[Exercise inputs]
· · · · · · ·

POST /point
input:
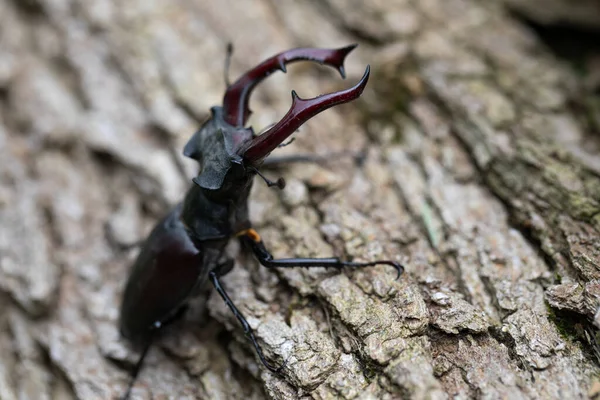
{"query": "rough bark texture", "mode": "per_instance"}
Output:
(481, 174)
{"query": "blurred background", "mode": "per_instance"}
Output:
(479, 136)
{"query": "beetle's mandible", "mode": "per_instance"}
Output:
(186, 248)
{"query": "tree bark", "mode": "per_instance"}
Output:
(481, 173)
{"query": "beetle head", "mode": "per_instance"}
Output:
(224, 147)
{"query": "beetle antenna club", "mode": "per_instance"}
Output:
(186, 249)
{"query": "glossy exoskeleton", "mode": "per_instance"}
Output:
(186, 248)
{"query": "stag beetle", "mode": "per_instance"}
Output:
(186, 248)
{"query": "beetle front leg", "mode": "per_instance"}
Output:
(251, 238)
(214, 277)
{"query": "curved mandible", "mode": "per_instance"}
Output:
(235, 101)
(301, 111)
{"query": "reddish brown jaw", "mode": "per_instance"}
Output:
(235, 101)
(301, 111)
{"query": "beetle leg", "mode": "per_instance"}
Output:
(136, 370)
(251, 238)
(247, 329)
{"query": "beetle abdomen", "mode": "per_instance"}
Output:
(163, 277)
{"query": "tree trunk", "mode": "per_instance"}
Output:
(481, 173)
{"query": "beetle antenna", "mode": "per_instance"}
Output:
(228, 54)
(301, 111)
(237, 96)
(280, 183)
(136, 370)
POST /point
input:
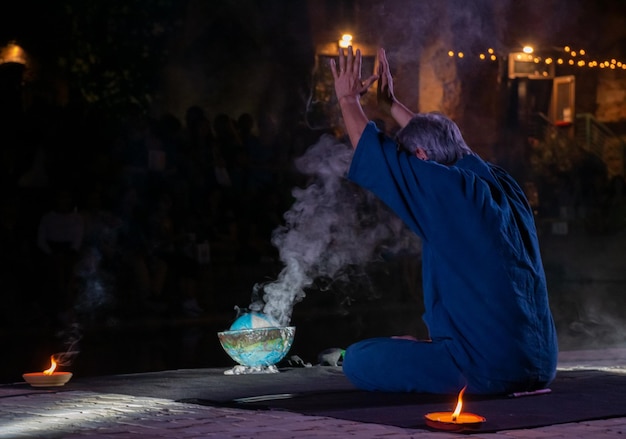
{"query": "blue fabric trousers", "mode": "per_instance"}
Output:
(399, 365)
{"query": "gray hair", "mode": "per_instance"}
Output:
(437, 135)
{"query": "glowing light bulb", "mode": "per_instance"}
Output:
(345, 41)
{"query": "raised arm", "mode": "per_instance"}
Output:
(386, 97)
(349, 87)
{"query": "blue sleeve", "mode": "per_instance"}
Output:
(435, 201)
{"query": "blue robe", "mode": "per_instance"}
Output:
(485, 296)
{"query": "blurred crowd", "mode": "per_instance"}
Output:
(125, 213)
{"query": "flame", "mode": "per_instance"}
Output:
(459, 405)
(53, 366)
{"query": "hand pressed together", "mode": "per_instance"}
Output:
(348, 82)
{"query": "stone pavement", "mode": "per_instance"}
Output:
(33, 413)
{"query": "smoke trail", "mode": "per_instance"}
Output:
(332, 231)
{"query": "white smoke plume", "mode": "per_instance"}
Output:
(332, 231)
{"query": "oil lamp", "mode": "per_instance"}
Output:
(48, 378)
(456, 420)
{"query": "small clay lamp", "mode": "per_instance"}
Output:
(456, 420)
(48, 378)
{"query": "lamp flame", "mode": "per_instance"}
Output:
(53, 366)
(459, 405)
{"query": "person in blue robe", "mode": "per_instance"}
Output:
(485, 295)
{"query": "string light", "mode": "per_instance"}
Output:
(572, 57)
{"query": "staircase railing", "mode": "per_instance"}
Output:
(593, 135)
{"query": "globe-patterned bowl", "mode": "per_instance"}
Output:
(258, 347)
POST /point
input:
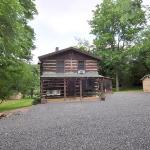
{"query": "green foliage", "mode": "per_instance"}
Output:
(15, 104)
(36, 100)
(118, 26)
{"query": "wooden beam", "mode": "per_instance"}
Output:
(64, 89)
(80, 89)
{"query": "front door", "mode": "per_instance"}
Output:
(71, 87)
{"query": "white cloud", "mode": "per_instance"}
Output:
(60, 21)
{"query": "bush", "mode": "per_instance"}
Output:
(36, 100)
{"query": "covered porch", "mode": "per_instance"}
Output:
(54, 86)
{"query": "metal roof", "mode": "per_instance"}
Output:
(70, 74)
(67, 49)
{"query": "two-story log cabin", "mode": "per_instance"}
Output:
(69, 72)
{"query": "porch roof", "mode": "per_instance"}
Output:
(71, 74)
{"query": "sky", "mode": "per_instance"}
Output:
(60, 22)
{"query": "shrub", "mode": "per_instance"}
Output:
(36, 100)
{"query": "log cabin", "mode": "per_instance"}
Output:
(70, 72)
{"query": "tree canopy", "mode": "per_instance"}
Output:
(16, 41)
(118, 27)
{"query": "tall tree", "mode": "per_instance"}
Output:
(116, 25)
(16, 39)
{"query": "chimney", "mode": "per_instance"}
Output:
(56, 49)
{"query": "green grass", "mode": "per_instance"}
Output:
(15, 104)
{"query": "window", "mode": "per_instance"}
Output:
(60, 66)
(81, 65)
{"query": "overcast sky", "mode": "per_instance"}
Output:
(59, 22)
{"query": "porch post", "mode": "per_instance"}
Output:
(80, 89)
(64, 89)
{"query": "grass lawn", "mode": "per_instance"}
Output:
(14, 104)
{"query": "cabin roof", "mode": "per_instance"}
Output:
(71, 74)
(68, 49)
(146, 76)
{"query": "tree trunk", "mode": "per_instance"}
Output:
(117, 81)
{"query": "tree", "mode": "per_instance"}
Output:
(16, 39)
(116, 25)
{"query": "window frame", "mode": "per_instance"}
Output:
(60, 67)
(83, 67)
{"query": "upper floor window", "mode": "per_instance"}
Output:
(81, 65)
(60, 66)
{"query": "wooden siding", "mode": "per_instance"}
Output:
(69, 65)
(58, 84)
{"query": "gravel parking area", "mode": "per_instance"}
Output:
(122, 122)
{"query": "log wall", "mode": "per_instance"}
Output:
(69, 65)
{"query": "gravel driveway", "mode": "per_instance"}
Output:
(122, 122)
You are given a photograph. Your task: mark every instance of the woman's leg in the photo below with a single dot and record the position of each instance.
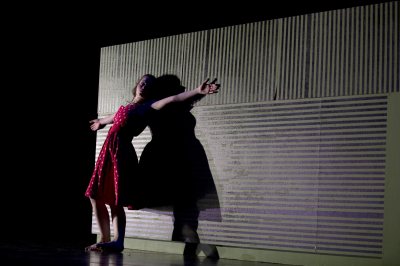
(103, 221)
(119, 224)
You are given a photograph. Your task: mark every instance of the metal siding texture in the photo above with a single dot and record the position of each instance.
(304, 172)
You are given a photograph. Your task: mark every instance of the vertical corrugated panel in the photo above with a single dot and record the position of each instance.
(304, 173)
(352, 51)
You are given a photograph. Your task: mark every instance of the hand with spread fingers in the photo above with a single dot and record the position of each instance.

· · · · · · ·

[What to work on] Give the listing above again in its entirety, exactly as written and free of images.

[Result of this exercise]
POST /point
input:
{"query": "rough bark texture", "mode": "per_instance"}
Output:
(481, 174)
{"query": "blurred background", "mode": "per_instance"}
Output:
(479, 136)
{"query": "beetle's mandible", "mode": "per_instance"}
Output:
(186, 248)
{"query": "tree bark", "mode": "per_instance"}
Output:
(481, 173)
{"query": "beetle head", "mode": "per_instance"}
Output:
(224, 147)
{"query": "beetle antenna club", "mode": "per_instance"}
Output:
(186, 249)
{"query": "glossy exoskeleton", "mode": "per_instance"}
Output:
(186, 248)
{"query": "stag beetle", "mode": "per_instance"}
Output:
(186, 248)
{"query": "beetle front leg", "mode": "per_instance"}
Output:
(251, 238)
(214, 277)
{"query": "curved mandible", "mode": "per_instance"}
Output:
(235, 101)
(301, 111)
{"query": "reddish brown jaw", "mode": "per_instance"}
Output:
(235, 101)
(301, 111)
{"query": "beetle leg", "mode": "per_instance"}
Output:
(136, 370)
(251, 238)
(247, 329)
{"query": "beetle abdomen", "mode": "per_instance"}
Output:
(163, 277)
{"query": "tree trunk", "mode": "per_instance"}
Output:
(481, 173)
{"query": "beetle antenna", "mode": "per_instance"}
Output:
(228, 54)
(301, 111)
(237, 96)
(280, 183)
(136, 370)
POST /point
input:
{"query": "blue fabric trousers", "mode": "per_instance"}
Output:
(399, 365)
{"query": "gray hair", "mode": "per_instance"}
Output:
(437, 135)
{"query": "glowing light bulb", "mode": "per_instance"}
Output:
(345, 41)
{"query": "raised arm", "mode": "per_instance"}
Output:
(386, 97)
(349, 87)
{"query": "blue sleeve", "mode": "per_instance"}
Output:
(435, 201)
{"query": "blue robe", "mode": "per_instance"}
Output:
(485, 296)
{"query": "blurred crowd", "mode": "per_instance"}
Output:
(125, 213)
{"query": "flame", "mode": "per_instance"}
Output:
(459, 405)
(53, 366)
{"query": "hand pressed together", "mode": "per_instance"}
Output:
(348, 82)
{"query": "stone pavement", "mode": "per_instance"}
Output:
(33, 413)
{"query": "smoke trail", "mode": "per_instance"}
Output:
(332, 231)
{"query": "white smoke plume", "mode": "per_instance"}
Output:
(332, 231)
{"query": "oil lamp", "mode": "per_instance"}
Output:
(48, 378)
(456, 420)
{"query": "small clay lamp", "mode": "per_instance"}
Output:
(456, 420)
(48, 378)
{"query": "lamp flame", "mode": "per_instance"}
Output:
(53, 366)
(459, 405)
{"query": "person in blue robe", "mode": "per_instance"}
Output:
(485, 295)
{"query": "string light", "mode": "per_instance"}
Output:
(572, 57)
{"query": "staircase railing", "mode": "per_instance"}
Output:
(593, 135)
{"query": "globe-patterned bowl", "mode": "per_instance"}
Output:
(258, 347)
POST /point
input:
{"query": "green foliage", "mode": "per_instance"}
Output:
(15, 104)
(36, 100)
(118, 26)
{"query": "wooden beam", "mode": "per_instance"}
Output:
(64, 89)
(80, 89)
{"query": "front door", "mode": "per_instance"}
Output:
(71, 87)
{"query": "white cloud", "mode": "per_instance"}
Output:
(60, 21)
{"query": "bush", "mode": "per_instance"}
Output:
(36, 100)
{"query": "covered porch", "mode": "per_instance"}
Output:
(54, 86)
{"query": "metal roof", "mode": "per_instance"}
Output:
(70, 74)
(67, 49)
{"query": "two-story log cabin", "mode": "per_instance"}
Output:
(69, 72)
{"query": "porch roof", "mode": "per_instance"}
Output:
(71, 74)
{"query": "sky", "mode": "per_instance"}
Output:
(60, 22)
{"query": "shrub", "mode": "per_instance"}
Output:
(36, 100)
{"query": "log cabin", "mode": "per_instance"}
Output:
(70, 72)
{"query": "tree canopy", "mode": "per_instance"}
Output:
(16, 41)
(118, 27)
{"query": "tall tree", "mode": "per_instance"}
Output:
(116, 25)
(16, 39)
{"query": "chimney", "mode": "per_instance"}
Output:
(56, 49)
{"query": "green grass", "mode": "per_instance"}
Output:
(15, 104)
{"query": "window", "mode": "per_instance"}
Output:
(60, 66)
(81, 65)
{"query": "overcast sky", "mode": "per_instance"}
Output:
(59, 22)
{"query": "porch post", "mode": "per_instance"}
Output:
(80, 89)
(64, 89)
{"query": "grass lawn", "mode": "per_instance"}
Output:
(14, 104)
{"query": "cabin roof", "mode": "per_instance"}
Output:
(71, 74)
(68, 49)
(146, 76)
{"query": "tree trunk", "mode": "per_instance"}
Output:
(117, 81)
{"query": "tree", "mode": "per_instance"}
Output:
(16, 39)
(116, 25)
{"query": "window frame", "mode": "per_instance"}
Output:
(60, 67)
(83, 67)
{"query": "upper floor window", "mode": "per_instance"}
Output:
(81, 65)
(60, 66)
{"query": "wooden siding", "mode": "per_instance"}
Output:
(69, 65)
(58, 84)
{"query": "gravel parking area", "mode": "per_instance"}
Output:
(122, 122)
{"query": "log wall", "mode": "per_instance"}
Output:
(69, 65)
{"query": "gravel driveway", "mode": "per_instance"}
Output:
(122, 122)
You are given a photograph. Your task: mark every instance of the woman's leg in the photo below with a single dot and record the position of each instance.
(103, 221)
(119, 224)
You are given a photograph. Your task: mark every instance of the metal siding texture in the photo above with a single dot and record the position of each instance.
(304, 172)
You are given a photograph. Your task: mark every instance of the vertical corrugated panel in the photo above with a single dot and record the position of each instance.
(304, 173)
(352, 51)
You are given a photograph. Your task: mark every instance of the hand with spread fingers in the photo above with a single dot and record the position of each instance.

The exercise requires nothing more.